Problem to work on —
Only the lines from the one bearing "Expected: for every instance of the dust" to the final line should be transcribed, exactly and with both ends included. Pictures are to be left out.

---+---

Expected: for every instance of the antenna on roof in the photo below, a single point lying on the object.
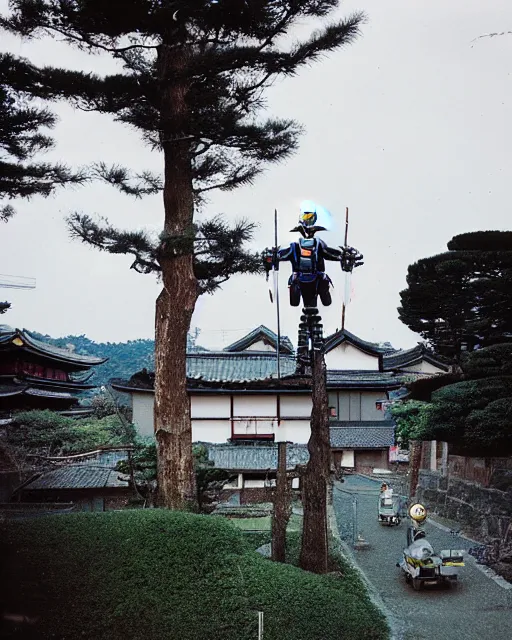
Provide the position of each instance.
(16, 282)
(346, 275)
(276, 290)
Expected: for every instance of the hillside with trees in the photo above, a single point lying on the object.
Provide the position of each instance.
(124, 358)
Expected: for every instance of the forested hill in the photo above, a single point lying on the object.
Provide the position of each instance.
(124, 358)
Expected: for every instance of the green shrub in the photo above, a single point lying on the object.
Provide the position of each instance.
(157, 574)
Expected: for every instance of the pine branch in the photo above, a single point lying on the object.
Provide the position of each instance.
(107, 238)
(138, 185)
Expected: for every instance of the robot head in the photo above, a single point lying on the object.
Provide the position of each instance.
(308, 219)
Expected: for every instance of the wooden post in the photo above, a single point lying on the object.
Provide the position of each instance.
(315, 549)
(444, 458)
(282, 507)
(433, 455)
(415, 448)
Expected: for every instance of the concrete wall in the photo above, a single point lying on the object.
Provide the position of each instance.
(483, 511)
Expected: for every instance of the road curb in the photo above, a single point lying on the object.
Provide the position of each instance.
(396, 626)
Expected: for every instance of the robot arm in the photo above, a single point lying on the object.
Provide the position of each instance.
(272, 257)
(350, 259)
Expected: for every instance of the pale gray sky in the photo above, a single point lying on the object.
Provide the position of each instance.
(410, 127)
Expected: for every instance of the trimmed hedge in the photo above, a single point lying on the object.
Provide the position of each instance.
(154, 574)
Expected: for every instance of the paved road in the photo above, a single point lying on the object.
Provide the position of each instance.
(477, 609)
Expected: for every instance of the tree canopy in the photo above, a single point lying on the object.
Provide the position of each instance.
(23, 134)
(474, 413)
(462, 298)
(191, 81)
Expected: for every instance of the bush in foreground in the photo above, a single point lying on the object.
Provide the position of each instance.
(156, 574)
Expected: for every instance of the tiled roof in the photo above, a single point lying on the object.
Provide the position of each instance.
(78, 477)
(66, 355)
(343, 335)
(233, 367)
(409, 357)
(264, 334)
(362, 379)
(258, 457)
(362, 435)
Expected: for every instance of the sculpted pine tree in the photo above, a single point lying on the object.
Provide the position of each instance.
(462, 297)
(192, 82)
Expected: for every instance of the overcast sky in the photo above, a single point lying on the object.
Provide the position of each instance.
(410, 127)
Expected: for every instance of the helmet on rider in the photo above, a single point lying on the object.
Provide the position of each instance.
(308, 218)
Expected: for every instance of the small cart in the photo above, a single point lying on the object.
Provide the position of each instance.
(389, 508)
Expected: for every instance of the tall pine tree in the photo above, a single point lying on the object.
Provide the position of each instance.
(193, 79)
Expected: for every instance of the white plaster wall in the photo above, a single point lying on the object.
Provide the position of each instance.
(347, 458)
(216, 431)
(142, 405)
(254, 426)
(424, 367)
(210, 406)
(346, 356)
(368, 409)
(261, 346)
(255, 405)
(293, 406)
(296, 431)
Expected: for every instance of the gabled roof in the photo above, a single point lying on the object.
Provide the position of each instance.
(31, 344)
(371, 348)
(346, 379)
(78, 477)
(261, 334)
(371, 434)
(253, 458)
(410, 357)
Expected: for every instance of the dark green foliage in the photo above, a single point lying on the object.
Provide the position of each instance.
(50, 434)
(158, 574)
(464, 296)
(492, 361)
(410, 420)
(475, 413)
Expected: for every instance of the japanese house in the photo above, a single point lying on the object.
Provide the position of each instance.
(37, 375)
(236, 397)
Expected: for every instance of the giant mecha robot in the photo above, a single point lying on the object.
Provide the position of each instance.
(309, 281)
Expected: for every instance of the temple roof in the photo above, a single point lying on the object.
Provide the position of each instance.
(261, 334)
(363, 379)
(28, 343)
(370, 434)
(372, 348)
(78, 477)
(410, 357)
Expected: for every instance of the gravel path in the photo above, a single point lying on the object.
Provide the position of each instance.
(476, 609)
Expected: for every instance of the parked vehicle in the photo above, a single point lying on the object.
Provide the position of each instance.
(389, 507)
(422, 566)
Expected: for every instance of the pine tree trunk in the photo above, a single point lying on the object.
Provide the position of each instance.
(314, 552)
(176, 302)
(414, 465)
(282, 507)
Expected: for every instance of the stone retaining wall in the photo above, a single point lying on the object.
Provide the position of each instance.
(485, 512)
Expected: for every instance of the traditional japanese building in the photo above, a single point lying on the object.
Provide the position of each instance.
(37, 375)
(236, 397)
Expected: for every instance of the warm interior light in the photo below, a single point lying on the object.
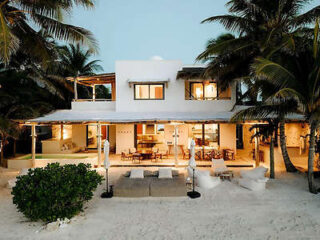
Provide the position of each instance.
(198, 92)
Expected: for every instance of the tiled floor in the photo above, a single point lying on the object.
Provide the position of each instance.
(117, 162)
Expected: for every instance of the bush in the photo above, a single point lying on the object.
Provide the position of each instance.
(55, 191)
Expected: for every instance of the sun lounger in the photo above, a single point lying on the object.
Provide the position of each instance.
(254, 179)
(150, 186)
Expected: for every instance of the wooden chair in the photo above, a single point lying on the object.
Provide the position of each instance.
(136, 157)
(156, 155)
(132, 150)
(185, 153)
(214, 154)
(125, 156)
(198, 155)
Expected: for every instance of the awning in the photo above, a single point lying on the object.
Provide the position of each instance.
(148, 81)
(98, 79)
(75, 116)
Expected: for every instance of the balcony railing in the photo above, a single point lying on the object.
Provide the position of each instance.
(93, 100)
(208, 98)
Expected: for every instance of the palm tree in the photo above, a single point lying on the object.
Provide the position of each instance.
(21, 19)
(274, 111)
(8, 129)
(21, 98)
(75, 61)
(261, 28)
(298, 77)
(267, 131)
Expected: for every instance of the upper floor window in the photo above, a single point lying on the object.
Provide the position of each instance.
(203, 90)
(149, 91)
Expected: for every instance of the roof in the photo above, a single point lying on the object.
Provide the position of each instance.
(150, 81)
(191, 72)
(98, 79)
(76, 116)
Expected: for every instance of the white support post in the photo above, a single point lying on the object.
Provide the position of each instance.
(75, 88)
(99, 145)
(176, 145)
(61, 131)
(33, 145)
(256, 149)
(93, 92)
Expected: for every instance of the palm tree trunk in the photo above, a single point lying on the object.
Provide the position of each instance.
(2, 163)
(289, 166)
(313, 127)
(272, 157)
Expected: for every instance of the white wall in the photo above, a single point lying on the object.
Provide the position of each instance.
(174, 94)
(228, 136)
(98, 105)
(79, 135)
(124, 137)
(112, 137)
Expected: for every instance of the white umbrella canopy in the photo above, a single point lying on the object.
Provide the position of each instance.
(106, 154)
(192, 161)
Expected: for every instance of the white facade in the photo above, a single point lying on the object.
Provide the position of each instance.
(126, 111)
(174, 92)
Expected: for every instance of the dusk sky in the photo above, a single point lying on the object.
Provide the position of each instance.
(141, 29)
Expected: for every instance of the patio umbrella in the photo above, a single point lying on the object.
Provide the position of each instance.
(106, 148)
(193, 165)
(192, 160)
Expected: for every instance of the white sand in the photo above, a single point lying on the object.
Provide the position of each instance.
(286, 210)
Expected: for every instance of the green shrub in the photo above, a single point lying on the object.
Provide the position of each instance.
(55, 191)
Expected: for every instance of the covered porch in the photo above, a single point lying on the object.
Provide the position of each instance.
(157, 138)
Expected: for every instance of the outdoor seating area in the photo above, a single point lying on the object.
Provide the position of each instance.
(150, 184)
(155, 155)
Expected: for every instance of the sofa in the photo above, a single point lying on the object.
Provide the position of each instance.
(150, 186)
(254, 179)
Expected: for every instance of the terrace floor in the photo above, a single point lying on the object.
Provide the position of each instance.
(169, 162)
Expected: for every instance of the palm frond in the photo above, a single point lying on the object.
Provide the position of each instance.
(9, 43)
(272, 72)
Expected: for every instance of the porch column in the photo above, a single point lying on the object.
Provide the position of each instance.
(33, 145)
(99, 145)
(61, 132)
(176, 145)
(256, 149)
(93, 92)
(75, 88)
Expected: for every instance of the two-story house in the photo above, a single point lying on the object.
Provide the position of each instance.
(156, 104)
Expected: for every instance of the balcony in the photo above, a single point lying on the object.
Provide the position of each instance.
(96, 104)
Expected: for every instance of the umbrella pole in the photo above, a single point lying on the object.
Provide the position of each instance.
(193, 193)
(193, 180)
(107, 194)
(107, 180)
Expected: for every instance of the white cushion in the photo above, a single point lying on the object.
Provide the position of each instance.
(165, 173)
(253, 185)
(255, 174)
(136, 173)
(11, 183)
(207, 182)
(219, 165)
(197, 172)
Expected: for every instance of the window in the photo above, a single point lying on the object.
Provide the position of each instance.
(203, 90)
(149, 91)
(205, 134)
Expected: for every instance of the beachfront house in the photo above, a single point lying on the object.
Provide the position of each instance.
(156, 108)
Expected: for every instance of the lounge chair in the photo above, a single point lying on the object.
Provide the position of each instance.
(203, 179)
(125, 156)
(219, 167)
(151, 186)
(254, 179)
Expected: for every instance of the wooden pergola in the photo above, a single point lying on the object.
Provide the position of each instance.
(92, 81)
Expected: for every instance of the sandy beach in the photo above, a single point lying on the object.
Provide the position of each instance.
(285, 210)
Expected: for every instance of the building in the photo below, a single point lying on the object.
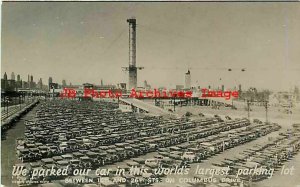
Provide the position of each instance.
(188, 80)
(64, 83)
(50, 81)
(146, 85)
(179, 87)
(12, 76)
(40, 84)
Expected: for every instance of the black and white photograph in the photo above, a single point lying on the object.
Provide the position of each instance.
(140, 94)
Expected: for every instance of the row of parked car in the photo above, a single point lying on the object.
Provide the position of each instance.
(89, 135)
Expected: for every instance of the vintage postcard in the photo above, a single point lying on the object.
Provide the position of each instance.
(162, 94)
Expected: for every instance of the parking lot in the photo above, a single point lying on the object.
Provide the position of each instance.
(95, 136)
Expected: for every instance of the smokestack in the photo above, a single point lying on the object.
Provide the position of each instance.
(132, 53)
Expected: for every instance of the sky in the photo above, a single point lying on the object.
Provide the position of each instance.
(88, 41)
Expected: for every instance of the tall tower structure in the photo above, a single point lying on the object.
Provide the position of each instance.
(13, 76)
(132, 53)
(188, 80)
(132, 68)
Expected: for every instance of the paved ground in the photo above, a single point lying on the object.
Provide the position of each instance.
(8, 152)
(8, 147)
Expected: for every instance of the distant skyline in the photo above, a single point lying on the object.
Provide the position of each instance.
(88, 41)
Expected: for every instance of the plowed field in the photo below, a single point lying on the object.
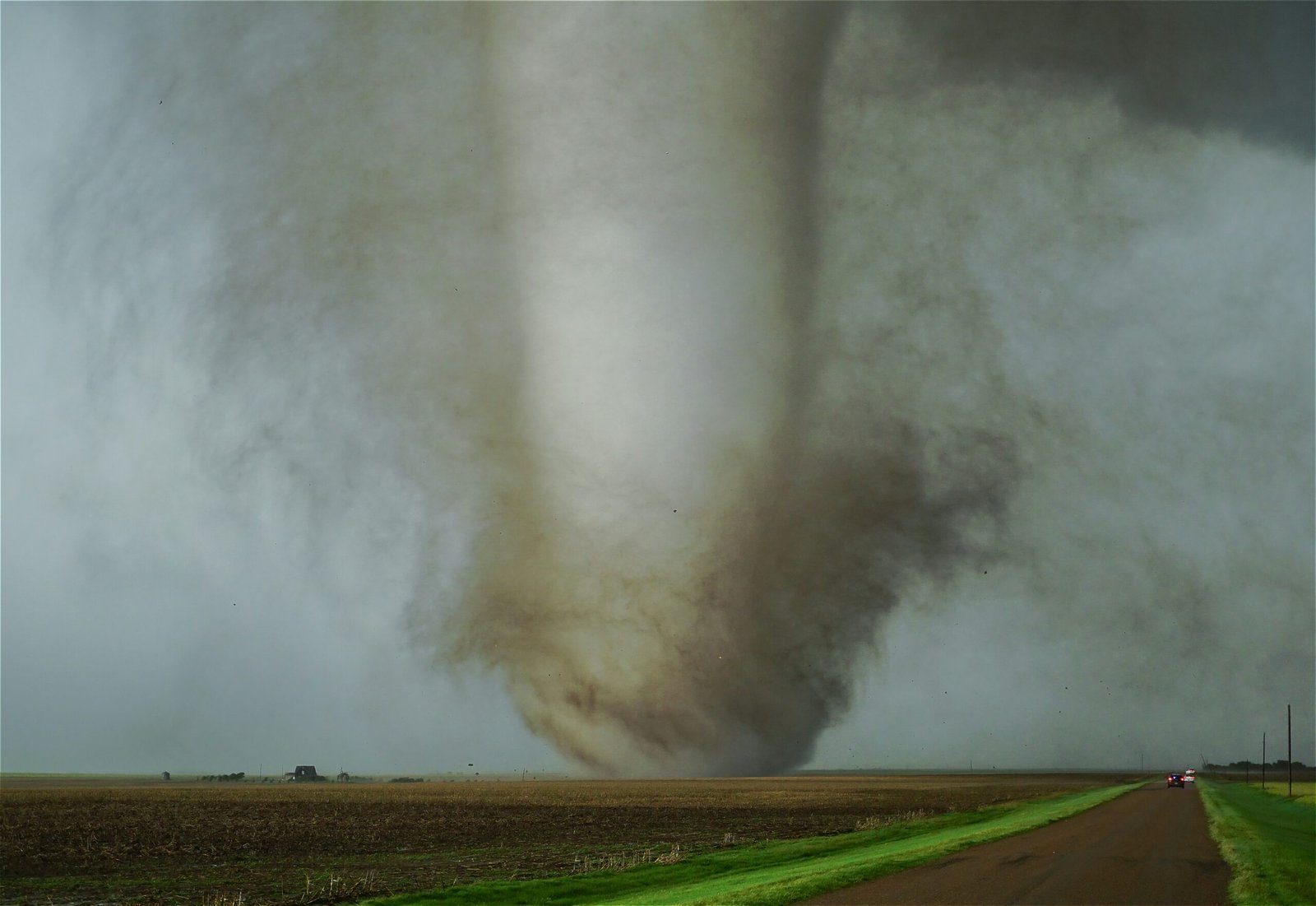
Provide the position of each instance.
(283, 843)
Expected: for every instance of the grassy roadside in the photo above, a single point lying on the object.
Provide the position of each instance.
(781, 872)
(1270, 843)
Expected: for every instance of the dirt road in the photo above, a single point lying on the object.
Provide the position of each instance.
(1147, 847)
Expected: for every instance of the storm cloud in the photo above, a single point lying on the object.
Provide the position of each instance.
(737, 388)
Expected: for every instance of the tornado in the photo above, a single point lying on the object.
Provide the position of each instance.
(675, 574)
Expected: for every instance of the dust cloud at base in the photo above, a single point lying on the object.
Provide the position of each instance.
(658, 359)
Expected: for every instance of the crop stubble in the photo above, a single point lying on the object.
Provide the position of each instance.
(171, 843)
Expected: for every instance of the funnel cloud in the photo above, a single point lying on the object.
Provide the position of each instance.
(706, 388)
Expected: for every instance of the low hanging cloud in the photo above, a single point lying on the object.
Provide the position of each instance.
(660, 357)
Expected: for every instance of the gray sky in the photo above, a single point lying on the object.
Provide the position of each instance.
(350, 355)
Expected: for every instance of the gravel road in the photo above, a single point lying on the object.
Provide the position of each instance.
(1149, 846)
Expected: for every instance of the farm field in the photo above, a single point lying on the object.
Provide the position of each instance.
(118, 840)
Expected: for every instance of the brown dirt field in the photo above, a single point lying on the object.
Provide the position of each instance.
(282, 843)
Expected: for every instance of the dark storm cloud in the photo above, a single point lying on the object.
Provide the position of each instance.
(669, 361)
(1247, 67)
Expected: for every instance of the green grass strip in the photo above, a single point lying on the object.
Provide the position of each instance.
(780, 872)
(1270, 843)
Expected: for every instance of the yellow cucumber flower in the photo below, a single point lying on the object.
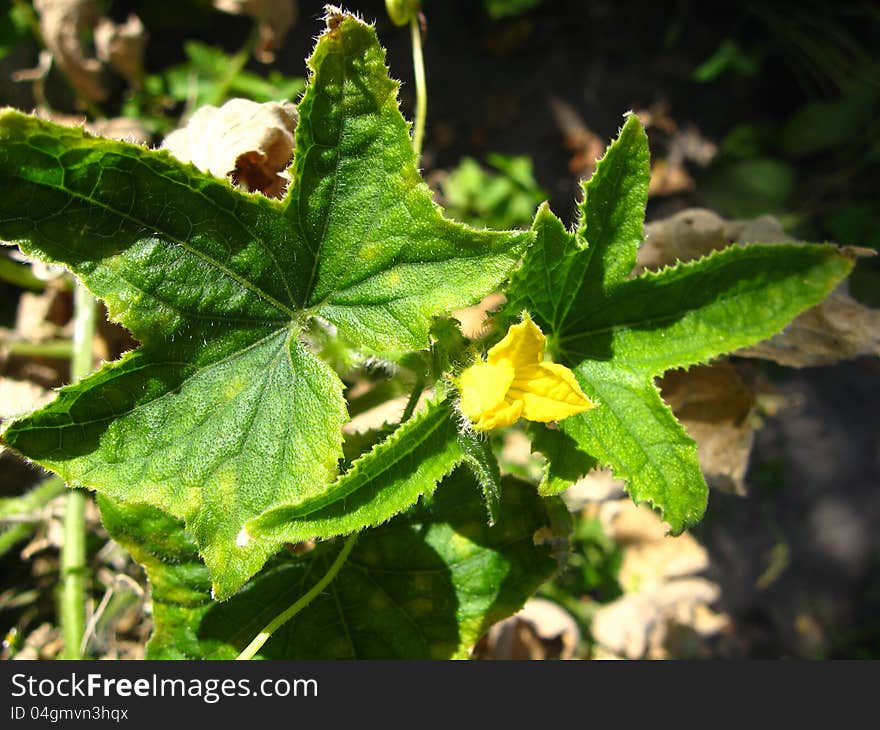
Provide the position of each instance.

---+---

Result of this task —
Expected: for every instance of the dust cloud at base in the photo above, a single point lying on the object.
Provide the position of each instance.
(658, 359)
Expected: for every instance of the crop stubble in the photo above, a single point lying on the object.
Provide the position of each instance.
(171, 843)
Expected: for every instance of the funnel cloud in the photo above, a single point lying on the object.
Provide the position of each instance.
(706, 388)
Expected: for every instance of the low hanging cloud in the photo above, a single point lying on the object.
Provide the position of each instance.
(660, 357)
Expected: for every instance of the gray sky in the photo above, a single point lying on the object.
Provide the position of each instance.
(350, 355)
Expected: for every instance of the gravel road in the photo above, a single point lying on the object.
Provide the position of each instance.
(1149, 846)
Expected: for every instance of the farm field in the photo above, a single point lying on the object.
Provide the position of each instance.
(118, 840)
Expected: for every instance of the brown dirt field in the photo above, a single point lying on the object.
Provide the position of each instance.
(282, 843)
Expected: for every instance of the dark storm cloud in the photo above, a single point lying on the object.
Provide the position of each instance.
(669, 361)
(1247, 67)
Expected: for every instance of the green grass strip in the photo above, a single point lying on the object.
Provide the position of each instance.
(780, 872)
(1270, 843)
Expected: for every instance of the yellow cucumber flower in the photo below, a single point lying on the object.
Provide the position of each instance.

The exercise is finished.